» REQUESTS
A. Which steps does the text on making Excel-readable CSV files from PHP list? Give every one.
B. Can you copy the text on PHP CSV files for Excel word for word, from "I'm writing a" to "to achieve that."?

[START OF SELECTED TEXT]

I'm writing a CSV file in PHP using fputcsv($file, $data) . It all works, however I can't just open it in Excel but have to import it and specify the encoding and which delimiter to use (in a wizard). I've seen exports from other websites that open correctly just by clicking on them and now would like to know what I should do to my file to achieve that.

I tried using this library: http://code.google.com/p/parsecsv-for-php/ But I couldn't even get it to run and am not really confident if it would really help me...

This is how I make Excel readable CSV files from PHP :

  • Add BOM to fix UTF-8 in Excel
  • Set semi-colon (;) as delimeter
  • Set correct header ("Content-Type: text/csv; charset=utf-8")

[END OF SELECTED TEXT]
[START OF DATA LISTING]

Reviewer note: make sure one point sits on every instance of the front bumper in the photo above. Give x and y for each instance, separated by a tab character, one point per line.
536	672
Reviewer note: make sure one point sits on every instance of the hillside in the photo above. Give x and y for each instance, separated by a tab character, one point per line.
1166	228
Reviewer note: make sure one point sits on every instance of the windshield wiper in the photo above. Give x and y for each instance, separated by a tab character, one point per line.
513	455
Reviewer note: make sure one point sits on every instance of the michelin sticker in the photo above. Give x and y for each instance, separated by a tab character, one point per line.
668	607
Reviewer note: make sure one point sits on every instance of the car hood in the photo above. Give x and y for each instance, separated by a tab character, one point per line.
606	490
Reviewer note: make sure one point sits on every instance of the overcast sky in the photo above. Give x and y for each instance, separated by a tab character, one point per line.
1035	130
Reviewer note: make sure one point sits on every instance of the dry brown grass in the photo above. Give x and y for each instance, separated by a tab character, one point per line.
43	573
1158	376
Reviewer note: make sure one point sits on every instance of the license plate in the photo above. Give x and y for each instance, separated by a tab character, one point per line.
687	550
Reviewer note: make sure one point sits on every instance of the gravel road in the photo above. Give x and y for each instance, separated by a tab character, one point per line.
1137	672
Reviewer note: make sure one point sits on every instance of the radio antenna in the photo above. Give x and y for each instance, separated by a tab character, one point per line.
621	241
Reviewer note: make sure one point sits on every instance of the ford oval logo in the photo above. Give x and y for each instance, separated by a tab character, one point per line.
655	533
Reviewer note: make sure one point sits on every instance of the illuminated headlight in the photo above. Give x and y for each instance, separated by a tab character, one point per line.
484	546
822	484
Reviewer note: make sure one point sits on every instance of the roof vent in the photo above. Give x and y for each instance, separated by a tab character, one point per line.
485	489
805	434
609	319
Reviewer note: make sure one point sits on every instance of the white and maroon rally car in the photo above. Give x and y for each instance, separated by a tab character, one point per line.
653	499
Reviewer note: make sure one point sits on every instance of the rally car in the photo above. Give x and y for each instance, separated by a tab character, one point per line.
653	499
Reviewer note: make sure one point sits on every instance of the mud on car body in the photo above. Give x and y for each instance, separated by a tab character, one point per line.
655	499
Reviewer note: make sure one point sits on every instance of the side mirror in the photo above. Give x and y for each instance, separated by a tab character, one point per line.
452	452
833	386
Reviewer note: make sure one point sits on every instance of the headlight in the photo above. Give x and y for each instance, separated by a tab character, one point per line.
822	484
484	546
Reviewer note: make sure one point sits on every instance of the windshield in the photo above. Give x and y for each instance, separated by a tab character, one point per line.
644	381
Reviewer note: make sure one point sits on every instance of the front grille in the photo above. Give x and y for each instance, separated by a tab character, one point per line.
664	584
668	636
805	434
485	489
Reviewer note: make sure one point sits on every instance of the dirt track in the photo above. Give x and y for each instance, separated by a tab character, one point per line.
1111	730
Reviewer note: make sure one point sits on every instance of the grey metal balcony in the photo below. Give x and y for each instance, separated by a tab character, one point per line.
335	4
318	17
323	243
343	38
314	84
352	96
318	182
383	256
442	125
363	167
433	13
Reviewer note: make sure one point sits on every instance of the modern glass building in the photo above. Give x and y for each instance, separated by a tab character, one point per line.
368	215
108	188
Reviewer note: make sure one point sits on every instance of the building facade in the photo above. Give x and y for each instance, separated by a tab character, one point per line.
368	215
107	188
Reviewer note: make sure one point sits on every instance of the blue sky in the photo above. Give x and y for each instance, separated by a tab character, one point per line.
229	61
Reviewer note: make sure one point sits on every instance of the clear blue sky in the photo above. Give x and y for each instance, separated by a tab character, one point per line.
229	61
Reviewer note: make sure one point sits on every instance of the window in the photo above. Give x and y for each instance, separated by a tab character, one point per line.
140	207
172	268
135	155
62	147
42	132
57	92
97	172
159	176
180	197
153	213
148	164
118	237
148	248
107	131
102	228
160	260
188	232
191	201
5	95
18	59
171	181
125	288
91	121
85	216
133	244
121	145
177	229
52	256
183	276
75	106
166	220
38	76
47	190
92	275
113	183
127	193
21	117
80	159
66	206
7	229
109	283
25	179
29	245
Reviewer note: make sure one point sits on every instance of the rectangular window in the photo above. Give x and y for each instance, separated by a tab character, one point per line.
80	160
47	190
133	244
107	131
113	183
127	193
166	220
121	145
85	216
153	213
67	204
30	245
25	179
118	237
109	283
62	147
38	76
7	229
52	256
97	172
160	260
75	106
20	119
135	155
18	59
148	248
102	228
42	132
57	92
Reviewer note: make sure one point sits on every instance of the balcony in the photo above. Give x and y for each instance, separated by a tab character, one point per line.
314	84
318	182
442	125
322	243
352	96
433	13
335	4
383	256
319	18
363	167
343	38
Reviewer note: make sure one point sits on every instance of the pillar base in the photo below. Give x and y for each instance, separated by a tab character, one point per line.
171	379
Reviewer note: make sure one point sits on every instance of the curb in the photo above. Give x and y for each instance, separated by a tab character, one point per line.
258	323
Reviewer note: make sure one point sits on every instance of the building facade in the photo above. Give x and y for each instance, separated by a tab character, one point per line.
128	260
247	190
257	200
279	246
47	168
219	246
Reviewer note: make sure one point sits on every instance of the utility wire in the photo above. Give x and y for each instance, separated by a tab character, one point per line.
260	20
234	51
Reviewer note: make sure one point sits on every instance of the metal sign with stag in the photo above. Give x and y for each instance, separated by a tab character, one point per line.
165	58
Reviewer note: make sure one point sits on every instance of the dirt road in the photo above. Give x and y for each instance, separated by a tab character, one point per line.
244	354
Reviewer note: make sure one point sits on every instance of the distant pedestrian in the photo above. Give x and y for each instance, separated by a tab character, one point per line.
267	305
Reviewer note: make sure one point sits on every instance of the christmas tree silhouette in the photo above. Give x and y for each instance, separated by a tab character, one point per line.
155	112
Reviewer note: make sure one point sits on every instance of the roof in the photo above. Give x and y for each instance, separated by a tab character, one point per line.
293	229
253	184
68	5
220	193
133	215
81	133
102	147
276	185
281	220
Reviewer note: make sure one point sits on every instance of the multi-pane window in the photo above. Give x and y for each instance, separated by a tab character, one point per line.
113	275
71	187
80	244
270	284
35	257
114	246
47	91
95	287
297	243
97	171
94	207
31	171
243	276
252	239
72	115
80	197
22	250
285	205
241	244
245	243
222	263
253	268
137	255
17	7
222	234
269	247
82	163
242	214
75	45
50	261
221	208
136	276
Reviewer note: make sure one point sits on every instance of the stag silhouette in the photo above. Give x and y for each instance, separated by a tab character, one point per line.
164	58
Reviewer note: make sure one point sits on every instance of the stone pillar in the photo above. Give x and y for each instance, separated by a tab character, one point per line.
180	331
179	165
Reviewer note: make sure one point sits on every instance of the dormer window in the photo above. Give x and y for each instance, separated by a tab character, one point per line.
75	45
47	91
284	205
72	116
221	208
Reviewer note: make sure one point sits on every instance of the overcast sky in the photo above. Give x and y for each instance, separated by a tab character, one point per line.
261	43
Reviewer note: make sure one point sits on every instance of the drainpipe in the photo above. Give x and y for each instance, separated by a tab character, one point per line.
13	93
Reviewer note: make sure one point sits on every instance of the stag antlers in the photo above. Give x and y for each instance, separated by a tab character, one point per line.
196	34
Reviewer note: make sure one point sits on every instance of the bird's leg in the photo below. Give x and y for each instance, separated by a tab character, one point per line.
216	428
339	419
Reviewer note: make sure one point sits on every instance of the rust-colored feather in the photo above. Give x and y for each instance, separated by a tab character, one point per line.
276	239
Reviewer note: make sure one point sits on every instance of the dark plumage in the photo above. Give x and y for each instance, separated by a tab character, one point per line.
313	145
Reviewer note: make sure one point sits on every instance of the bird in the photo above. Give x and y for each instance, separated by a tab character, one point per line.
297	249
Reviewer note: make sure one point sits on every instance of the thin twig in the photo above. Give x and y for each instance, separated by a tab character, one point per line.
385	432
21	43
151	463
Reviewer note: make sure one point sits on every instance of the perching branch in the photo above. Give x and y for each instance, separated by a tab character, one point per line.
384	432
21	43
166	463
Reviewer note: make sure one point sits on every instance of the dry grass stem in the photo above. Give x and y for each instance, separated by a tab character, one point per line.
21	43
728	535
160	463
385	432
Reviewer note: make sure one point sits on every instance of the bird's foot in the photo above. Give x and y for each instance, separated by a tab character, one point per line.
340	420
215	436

[END OF DATA LISTING]

» RESPONSES IN ORDER
A.
- Add BOM to fix UTF-8 in Excel
- Set semi-colon (;) as delimeter
- Set correct header ("Content-Type: text/csv; charset=utf-8")

B.
I'm writing a CSV file in PHP using fputcsv($file, $data) . It all works, however I can't just open it in Excel but have to import it and specify the encoding and which delimiter to use (in a wizard). I've seen exports from other websites that open correctly just by clicking on them and now would like to know what I should do to my file to achieve that.